Output each record verbatim, with pictures left out.

[[ Provided records, beginning ]]

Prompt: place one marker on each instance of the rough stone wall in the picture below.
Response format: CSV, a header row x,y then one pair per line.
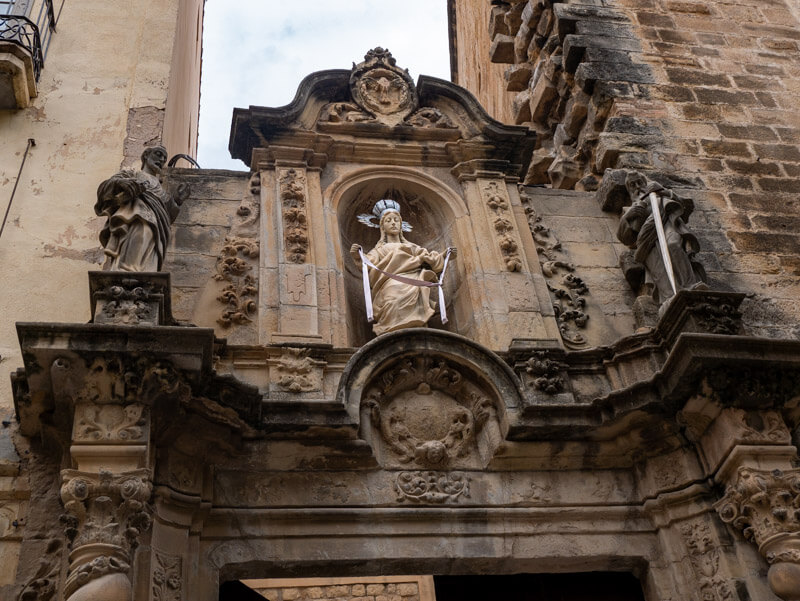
x,y
702,95
729,82
472,71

[[ Provided records, end ]]

◆ **Finished exercise**
Prompt: place one marker on each instance of the rough stone wall in the picture below.
Response format: CSV, a header row x,y then one pair per line.
x,y
702,95
729,82
472,71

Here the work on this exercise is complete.